## [Do this]
Locate each line in the entries below that contains the word "water", and copy every such line in full.

## [Material for this exercise]

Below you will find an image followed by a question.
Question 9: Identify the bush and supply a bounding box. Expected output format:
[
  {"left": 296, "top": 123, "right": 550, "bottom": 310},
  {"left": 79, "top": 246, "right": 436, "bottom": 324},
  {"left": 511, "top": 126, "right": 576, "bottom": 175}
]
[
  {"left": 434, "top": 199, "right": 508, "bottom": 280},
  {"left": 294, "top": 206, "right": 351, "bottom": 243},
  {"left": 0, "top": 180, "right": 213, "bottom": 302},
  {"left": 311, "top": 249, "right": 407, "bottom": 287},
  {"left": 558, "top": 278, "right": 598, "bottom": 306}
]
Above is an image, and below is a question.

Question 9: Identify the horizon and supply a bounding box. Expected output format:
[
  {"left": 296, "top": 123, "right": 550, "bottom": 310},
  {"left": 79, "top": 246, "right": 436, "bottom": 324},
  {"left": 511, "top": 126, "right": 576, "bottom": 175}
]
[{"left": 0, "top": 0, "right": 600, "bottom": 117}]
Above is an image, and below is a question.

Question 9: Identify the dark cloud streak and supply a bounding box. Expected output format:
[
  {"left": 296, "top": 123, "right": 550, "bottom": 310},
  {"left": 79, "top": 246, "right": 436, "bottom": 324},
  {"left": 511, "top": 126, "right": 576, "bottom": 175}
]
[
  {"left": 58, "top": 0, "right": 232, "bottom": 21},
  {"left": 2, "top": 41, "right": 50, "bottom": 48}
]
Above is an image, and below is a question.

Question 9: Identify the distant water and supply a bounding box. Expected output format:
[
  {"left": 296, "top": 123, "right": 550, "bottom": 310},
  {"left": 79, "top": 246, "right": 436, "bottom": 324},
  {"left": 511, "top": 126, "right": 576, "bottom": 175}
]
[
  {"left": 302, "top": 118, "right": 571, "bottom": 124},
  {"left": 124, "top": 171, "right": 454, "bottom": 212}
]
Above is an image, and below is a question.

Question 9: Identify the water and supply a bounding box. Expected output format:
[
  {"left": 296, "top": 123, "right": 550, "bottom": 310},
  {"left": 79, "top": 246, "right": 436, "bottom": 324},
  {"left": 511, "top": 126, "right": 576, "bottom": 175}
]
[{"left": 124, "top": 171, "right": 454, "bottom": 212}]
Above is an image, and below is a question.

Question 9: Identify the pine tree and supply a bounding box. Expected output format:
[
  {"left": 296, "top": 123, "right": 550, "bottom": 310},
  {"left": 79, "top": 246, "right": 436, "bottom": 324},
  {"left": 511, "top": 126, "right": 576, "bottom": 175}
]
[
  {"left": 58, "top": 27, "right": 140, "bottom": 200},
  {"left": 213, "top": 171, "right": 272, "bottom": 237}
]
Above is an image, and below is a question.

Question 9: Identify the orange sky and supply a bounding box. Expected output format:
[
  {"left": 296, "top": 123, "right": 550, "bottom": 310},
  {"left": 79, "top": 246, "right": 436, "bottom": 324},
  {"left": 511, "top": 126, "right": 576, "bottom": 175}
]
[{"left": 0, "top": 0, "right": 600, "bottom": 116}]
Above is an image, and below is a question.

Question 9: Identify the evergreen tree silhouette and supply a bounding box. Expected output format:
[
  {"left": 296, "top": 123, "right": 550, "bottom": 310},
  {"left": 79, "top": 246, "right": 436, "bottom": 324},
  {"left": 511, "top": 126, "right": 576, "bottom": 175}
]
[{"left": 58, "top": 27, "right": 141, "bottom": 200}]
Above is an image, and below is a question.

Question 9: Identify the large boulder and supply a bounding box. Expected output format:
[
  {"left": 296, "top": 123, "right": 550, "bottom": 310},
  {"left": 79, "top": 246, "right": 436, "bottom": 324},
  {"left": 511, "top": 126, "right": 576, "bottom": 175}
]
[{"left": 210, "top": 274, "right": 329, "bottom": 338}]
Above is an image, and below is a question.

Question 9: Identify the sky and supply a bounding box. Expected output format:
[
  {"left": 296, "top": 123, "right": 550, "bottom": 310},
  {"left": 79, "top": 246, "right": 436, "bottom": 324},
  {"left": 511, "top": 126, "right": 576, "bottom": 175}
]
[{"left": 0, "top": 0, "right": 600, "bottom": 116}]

## [Complete answer]
Question 9: Identify the distant water and supply a bounding box. Expected output format:
Question 9: Identify the water and supply a bounding box. Expected output format:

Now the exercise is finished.